- Opening Delimiter -
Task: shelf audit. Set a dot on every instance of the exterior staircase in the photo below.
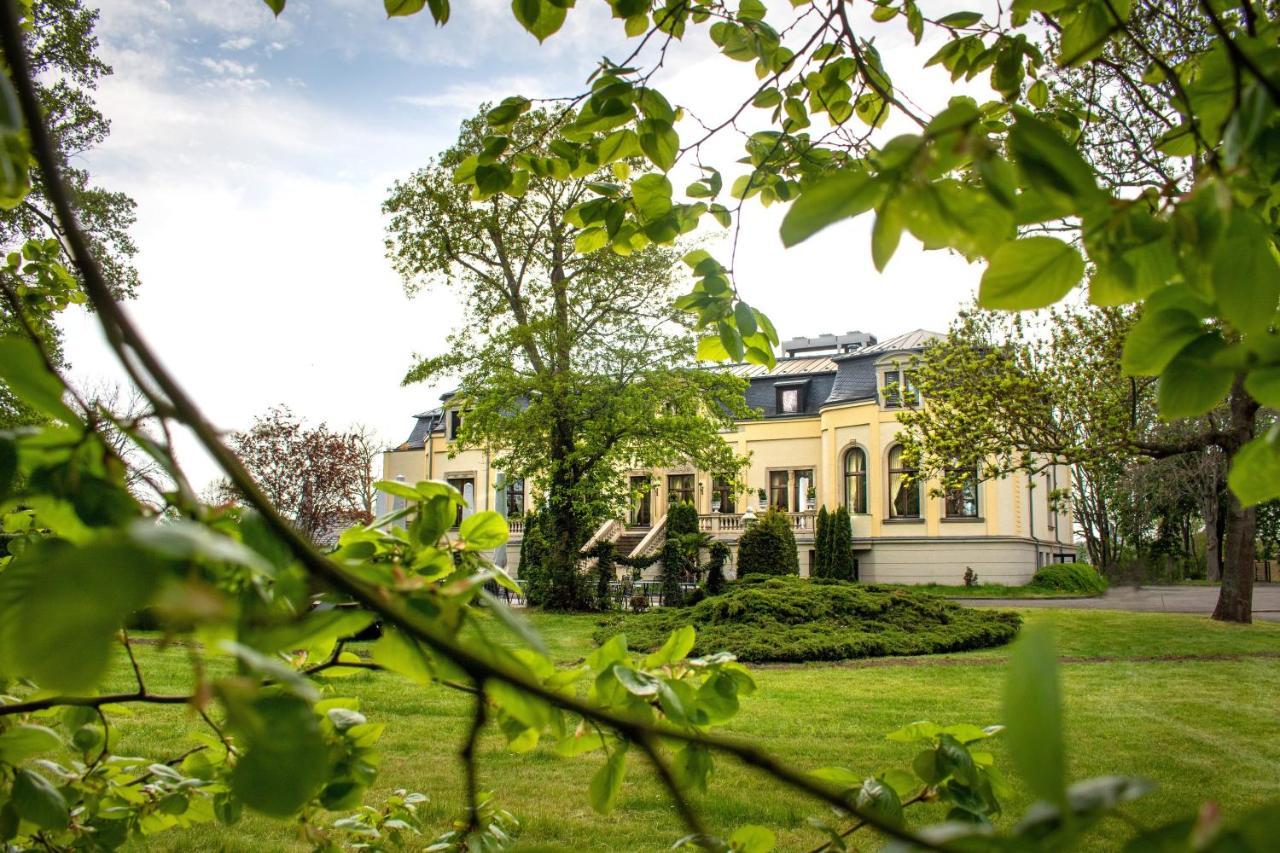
(630, 538)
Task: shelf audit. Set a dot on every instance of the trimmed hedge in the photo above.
(768, 547)
(795, 619)
(1070, 576)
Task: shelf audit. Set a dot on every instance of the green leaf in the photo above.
(709, 349)
(396, 8)
(617, 145)
(1038, 95)
(607, 781)
(840, 196)
(1029, 273)
(960, 19)
(1246, 276)
(1264, 384)
(1255, 474)
(37, 801)
(1052, 165)
(182, 539)
(1033, 711)
(30, 379)
(752, 839)
(878, 798)
(23, 740)
(886, 233)
(1156, 338)
(1191, 384)
(402, 655)
(484, 530)
(286, 760)
(659, 142)
(542, 19)
(60, 607)
(677, 646)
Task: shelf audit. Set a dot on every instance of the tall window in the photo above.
(897, 387)
(515, 498)
(790, 401)
(904, 493)
(722, 496)
(961, 502)
(855, 479)
(778, 482)
(467, 486)
(680, 488)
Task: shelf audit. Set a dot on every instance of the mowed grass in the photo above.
(1203, 729)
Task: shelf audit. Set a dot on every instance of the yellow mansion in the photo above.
(827, 434)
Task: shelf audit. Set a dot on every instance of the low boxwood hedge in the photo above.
(1070, 578)
(821, 619)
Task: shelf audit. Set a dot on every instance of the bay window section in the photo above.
(904, 491)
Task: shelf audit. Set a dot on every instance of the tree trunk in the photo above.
(1235, 600)
(1211, 510)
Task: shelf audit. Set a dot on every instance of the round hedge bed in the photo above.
(798, 619)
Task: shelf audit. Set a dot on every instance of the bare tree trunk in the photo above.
(1235, 598)
(1211, 509)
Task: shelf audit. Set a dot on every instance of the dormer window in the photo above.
(897, 387)
(791, 397)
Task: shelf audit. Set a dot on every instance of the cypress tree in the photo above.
(841, 544)
(822, 561)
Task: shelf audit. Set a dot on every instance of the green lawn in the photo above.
(991, 591)
(1203, 729)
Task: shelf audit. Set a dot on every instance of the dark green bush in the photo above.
(681, 520)
(1070, 578)
(768, 547)
(716, 569)
(794, 619)
(840, 544)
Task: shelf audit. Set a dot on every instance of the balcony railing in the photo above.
(732, 523)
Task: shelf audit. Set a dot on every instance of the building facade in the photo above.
(827, 436)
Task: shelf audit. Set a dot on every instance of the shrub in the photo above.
(681, 520)
(1072, 578)
(822, 546)
(795, 619)
(672, 570)
(534, 551)
(716, 569)
(840, 544)
(768, 547)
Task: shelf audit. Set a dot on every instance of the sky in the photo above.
(259, 151)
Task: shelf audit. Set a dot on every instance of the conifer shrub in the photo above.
(716, 569)
(1072, 578)
(534, 551)
(840, 544)
(681, 520)
(768, 547)
(796, 619)
(822, 544)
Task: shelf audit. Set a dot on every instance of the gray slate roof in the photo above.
(827, 379)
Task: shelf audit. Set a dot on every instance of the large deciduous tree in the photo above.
(571, 366)
(311, 474)
(1005, 392)
(64, 55)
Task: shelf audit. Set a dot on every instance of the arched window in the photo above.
- Closing Delimiter -
Exclude the images and copy every record above exactly.

Task: shelf audit. Set a dot on every instance of the exterior staircase in the photo below.
(630, 538)
Task: shelf audit. Set a dot on every instance of the trimmed hedge in the photo above.
(768, 547)
(795, 619)
(1070, 576)
Task: shelf audit. Set a dot on every instance of the green leaf in the photo above.
(709, 349)
(396, 8)
(617, 145)
(1038, 95)
(607, 781)
(840, 196)
(1029, 273)
(960, 19)
(1246, 276)
(1264, 384)
(1255, 474)
(37, 801)
(1052, 165)
(182, 539)
(1033, 711)
(30, 379)
(752, 839)
(878, 798)
(23, 740)
(886, 233)
(1156, 338)
(1191, 384)
(402, 655)
(484, 530)
(286, 760)
(659, 142)
(542, 19)
(60, 607)
(677, 646)
Task: shelf audit. Set a dot on every instance of the tall window in the photo above.
(897, 387)
(515, 498)
(790, 401)
(904, 493)
(722, 496)
(961, 502)
(855, 479)
(778, 482)
(467, 486)
(680, 488)
Task: shelf audit. Set a dot on every instance of the mowed grass in the photo above.
(1203, 729)
Task: shelf audit. Set a dot on every instance of the yellow mansion in the photo above.
(827, 434)
Task: shelf audit. Set a dot on every instance of the low boxwood hedge in the photo above.
(1070, 578)
(821, 619)
Task: shelf audit. Set a dot on every instance of the bay window section in the photo above.
(904, 491)
Task: shelf audit. Set a dot on every instance of the tree trunk in the photo above.
(1235, 600)
(1211, 510)
Task: shelf audit. Set a dot on every instance of the round hedge bed in the photo above.
(798, 619)
Task: shelf audit. Set a dot on every instance of the bare tree trunk in the photo above.
(1235, 598)
(1211, 509)
Task: shelf audit. Set a dot on every instance of the dormer window in the photo above.
(897, 387)
(791, 397)
Task: shelf audit. Set a dot on every instance of the cypress tree in the photo above.
(841, 544)
(822, 561)
Task: shelf audit. Set a dot on every instance of the green lawn in the photo above.
(991, 591)
(1203, 729)
Task: shelf audit. Set a dot on every instance of the dark green bush in the photo above.
(681, 520)
(1070, 578)
(768, 547)
(716, 569)
(794, 619)
(840, 544)
Task: shelf audit. Set a dot on every instance of the balcony railing in the photo above.
(732, 523)
Task: shelf audit. Set a dot on every instance of the building facade in the photo above.
(827, 436)
Task: shelf audit. Set a dot on every instance of the shrub in the photo above.
(681, 520)
(1072, 578)
(822, 546)
(795, 619)
(672, 570)
(534, 551)
(716, 569)
(840, 544)
(768, 547)
Task: shelf audit. Set a dot on every instance of the sky in the photo above.
(259, 151)
Task: shelf audit. Set a dot on every instance of the conifer shrub in the photo above.
(716, 569)
(1072, 578)
(534, 551)
(840, 544)
(681, 520)
(768, 547)
(796, 619)
(822, 544)
Task: shelf audit. Set a dot on every instance of the gray slate roof in the photo above.
(827, 379)
Task: shelf audit. Set a dot on every instance of the large deciduous tree in the photo above.
(571, 366)
(311, 474)
(1005, 392)
(64, 55)
Task: shelf audit. Set a dot on every instance of the arched window in the photo above.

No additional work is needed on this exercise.